*Task statement*
Find the line holding "Guideline: one keypoint per instance of the reddish" in the entries below. Give it again exactly, along with every line after it up to and including the line holding "Guideline: one keypoint per instance of the rocky".
- Opening Delimiter -
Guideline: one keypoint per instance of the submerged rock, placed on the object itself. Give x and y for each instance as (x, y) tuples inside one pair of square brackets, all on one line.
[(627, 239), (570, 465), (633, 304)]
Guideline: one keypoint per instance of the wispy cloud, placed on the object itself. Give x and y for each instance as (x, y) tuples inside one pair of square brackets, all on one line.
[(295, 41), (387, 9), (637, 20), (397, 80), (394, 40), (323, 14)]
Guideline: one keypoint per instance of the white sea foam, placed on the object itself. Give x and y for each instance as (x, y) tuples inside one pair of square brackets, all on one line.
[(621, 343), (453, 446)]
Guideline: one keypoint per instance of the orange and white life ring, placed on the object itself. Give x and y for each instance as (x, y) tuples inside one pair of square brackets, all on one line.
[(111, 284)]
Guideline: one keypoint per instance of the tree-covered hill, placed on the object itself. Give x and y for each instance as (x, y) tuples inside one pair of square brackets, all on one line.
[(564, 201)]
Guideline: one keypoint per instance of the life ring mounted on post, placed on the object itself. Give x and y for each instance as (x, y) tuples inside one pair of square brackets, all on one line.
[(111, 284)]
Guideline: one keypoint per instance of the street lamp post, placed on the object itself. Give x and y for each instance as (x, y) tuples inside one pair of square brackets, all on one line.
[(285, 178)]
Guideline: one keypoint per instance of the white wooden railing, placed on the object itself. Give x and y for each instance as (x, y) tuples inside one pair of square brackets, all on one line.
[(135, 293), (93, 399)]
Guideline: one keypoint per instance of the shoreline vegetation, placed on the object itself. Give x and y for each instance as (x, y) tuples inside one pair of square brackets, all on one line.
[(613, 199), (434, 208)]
- Closing Delimiter -
- Opening Delimiter -
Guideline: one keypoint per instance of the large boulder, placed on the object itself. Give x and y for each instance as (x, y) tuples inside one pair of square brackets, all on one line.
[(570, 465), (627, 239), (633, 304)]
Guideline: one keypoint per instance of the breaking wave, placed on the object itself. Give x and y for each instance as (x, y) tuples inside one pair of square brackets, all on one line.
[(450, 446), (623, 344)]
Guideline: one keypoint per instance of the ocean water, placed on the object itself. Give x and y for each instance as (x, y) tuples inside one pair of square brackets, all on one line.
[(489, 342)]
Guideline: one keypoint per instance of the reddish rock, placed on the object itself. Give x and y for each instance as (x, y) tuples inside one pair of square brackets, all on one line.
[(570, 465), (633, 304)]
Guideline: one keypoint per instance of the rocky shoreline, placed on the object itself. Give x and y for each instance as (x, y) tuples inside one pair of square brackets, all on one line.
- Closing Delimiter -
*Answer section*
Guideline: one keypoint per instance of the reddish rock, placed on the object itself. Give x and y for each instance as (x, y) tuples inside one pair of square brackets, all on one line.
[(570, 465), (633, 304)]
Guideline: one keypoint per instance of the rocky shoreline, placed on the object itself. Give x and y for each instance as (x, y) tuples inside one pair of square brackets, all on one line.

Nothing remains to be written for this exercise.